Mark Wadsworth said...

Din, fair point, but that is why it is advantageous for "home builders" to drip feed homes onto the market so that they can sell each new phase for a slightly higher price.

SV, thanks, I'll have a read later on.

A K Haart said...

In other words it's a cartel?

Mark Wadsworth said...

AKH, yes of course.

Getting planning is hampered by barriers to entry. You need a team of lawyers, 'friendly' councillors, you have to offer to rebuild a roundabout, build a new playground etc.

If you can muster all this at a huge cost, you need planning for hundreds of homes to ensure you still make a profit.

If you only are only applying for planning for a small development they will either turn you down, or by the time you have 'bought' planning permission the project is no longer viable.

So you end up with a handful of large 'players' who can

a) restrict new construction down to the profit maximising level
b) control all the land pipeline, and therefore

c) who actually make more profit from inflated land values than from actually building.

Logan Boettcher said...

You're absolutely right Mark because land is a monopoly good and is therefore subject to the analysis that we give to monopoly suppliers, not the competitive suppliers analysis. The problem is that people don't see land as a monopoly good because they assume monopoly means a single seller of a good and they see tens of thousands of landowners, so it must not be a monopoly good. But the necessary trait of a monopoly good is that its supply does not increase in response to a higher price. It will only release an increased supply up to the point of maximum profit and no more, whereas in a market of competitive suppliers, the reason to increase supply is to cut into the maximum profits that would be necessarily be enjoyed by a monopolist. Land banking developers do the same thing by looking at the future revenue to be gained by selling land with buildings at a higher price later and deciding if the present value of that profit is larger than the profit to be made by building and selling a home at its current price. It’s in their profit-maximizing interest to control supply based on profit differentials between the present and the future, and they know that their profit can’t be undercut by other builders since those builders cannot increase the supply of land to take advantage of the profits to be had.

In the National Review article referenced by Mr. Vosper, the article authors say this about how capitalism is 'supposed' to work: "The market economy should have natural mechanisms to limit inequality. If housing is very expensive in coastal California, more firms should build houses. If Mickey Mouse toys and Barbie dolls are profitable, more companies should produce those toys. If some professions make more than others, people should move into the higher-paying professions." I hate to break it to the authors, but housing is more expensive in coastal California because its land is getting more expensive, but more companies can't come in and produce or import more coastal California locations like they can Mickey Mouse toys and Barbie dolls (though I would just say toys and dolls since intellectual property restricts the supply of Mickey Mouse toys and Barbie dolls). If this is “how capitalism is supposed to work,” than the land market must exist outside of the normal rules of capitalism and thus the normal prescription that would work for toys and dolls, increasing supply to lower prices, simply cannot work for land because land won’t increase in supply.

******

▶ Directive 1
From the comment thread, copy everything from "Getting planning is" down to "no longer viable.".
▶ Directive 2
Answer these questions using the comment thread:
(a) According to Mark Wadsworth, why is it advantageous for home builders to drip feed homes onto the market?
(b) Which publication ran the article that Mr. Vosper referenced?
(c) What does Logan Boettcher call the necessary trait of a monopoly good?
▶ Directive 3
List everyone shown posting a comment in the comment thread.
The items after this point are separate material, unrelated to the comment thread.

******

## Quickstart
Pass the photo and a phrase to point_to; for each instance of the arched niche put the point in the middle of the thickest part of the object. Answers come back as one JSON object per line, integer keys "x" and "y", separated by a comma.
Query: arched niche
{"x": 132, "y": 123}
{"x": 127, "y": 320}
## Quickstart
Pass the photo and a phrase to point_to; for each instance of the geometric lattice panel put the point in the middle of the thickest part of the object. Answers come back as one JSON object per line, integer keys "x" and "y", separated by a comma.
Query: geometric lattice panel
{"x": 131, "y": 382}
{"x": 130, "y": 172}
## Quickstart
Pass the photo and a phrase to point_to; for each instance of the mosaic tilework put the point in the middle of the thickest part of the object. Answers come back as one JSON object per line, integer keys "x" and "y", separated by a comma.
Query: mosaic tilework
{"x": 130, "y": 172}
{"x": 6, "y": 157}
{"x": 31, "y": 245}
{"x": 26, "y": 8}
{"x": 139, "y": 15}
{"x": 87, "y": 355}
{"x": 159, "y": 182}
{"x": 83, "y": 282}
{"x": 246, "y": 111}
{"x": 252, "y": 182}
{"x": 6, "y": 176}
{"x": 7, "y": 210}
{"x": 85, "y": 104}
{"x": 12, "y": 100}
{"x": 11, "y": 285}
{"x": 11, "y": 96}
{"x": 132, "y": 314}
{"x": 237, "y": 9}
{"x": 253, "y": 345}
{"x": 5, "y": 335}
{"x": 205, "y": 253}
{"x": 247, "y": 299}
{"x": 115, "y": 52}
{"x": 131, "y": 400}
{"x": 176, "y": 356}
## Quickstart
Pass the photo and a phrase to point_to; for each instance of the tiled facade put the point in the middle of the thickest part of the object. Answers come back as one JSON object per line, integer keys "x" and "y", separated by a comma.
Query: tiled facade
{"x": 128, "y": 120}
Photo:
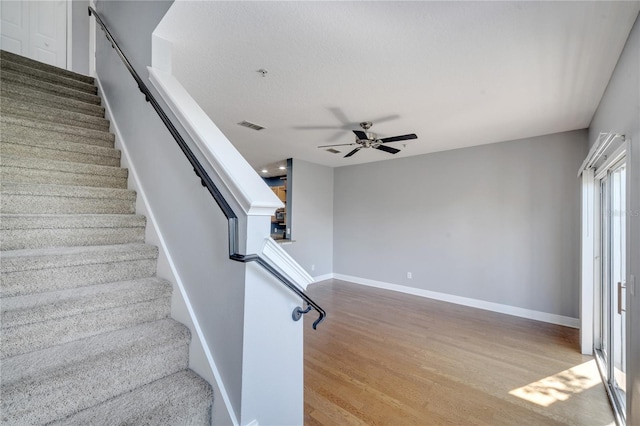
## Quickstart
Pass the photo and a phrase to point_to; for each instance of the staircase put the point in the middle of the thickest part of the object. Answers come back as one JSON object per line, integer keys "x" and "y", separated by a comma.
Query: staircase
{"x": 86, "y": 334}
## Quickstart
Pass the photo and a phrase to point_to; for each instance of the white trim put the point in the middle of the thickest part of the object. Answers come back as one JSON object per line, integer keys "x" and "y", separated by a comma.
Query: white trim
{"x": 135, "y": 183}
{"x": 69, "y": 47}
{"x": 466, "y": 301}
{"x": 92, "y": 43}
{"x": 282, "y": 261}
{"x": 587, "y": 281}
{"x": 324, "y": 277}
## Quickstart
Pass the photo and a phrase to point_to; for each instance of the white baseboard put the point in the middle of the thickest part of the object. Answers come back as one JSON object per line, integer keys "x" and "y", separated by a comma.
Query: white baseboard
{"x": 466, "y": 301}
{"x": 322, "y": 278}
{"x": 143, "y": 205}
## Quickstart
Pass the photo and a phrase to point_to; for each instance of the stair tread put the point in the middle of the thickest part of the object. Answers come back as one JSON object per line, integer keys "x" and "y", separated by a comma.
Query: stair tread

******

▶ Written answer 1
Getting planning is hampered by barriers to entry. You need a team of lawyers, 'friendly' councillors, you have to offer to rebuild a roundabout, build a new playground etc.

If you can muster all this at a huge cost, you need planning for hundreds of homes to ensure you still make a profit.

If you only are only applying for planning for a small development they will either turn you down, or by the time you have 'bought' planning permission the project is no longer viable.

▶ Written answer 2
(a) So that they can sell each new phase for a slightly higher price.
(b) The National Review.
(c) Its supply does not increase in response to a higher price.

▶ Written answer 3
Mark Wadsworth
A K Haart
Logan Boettcher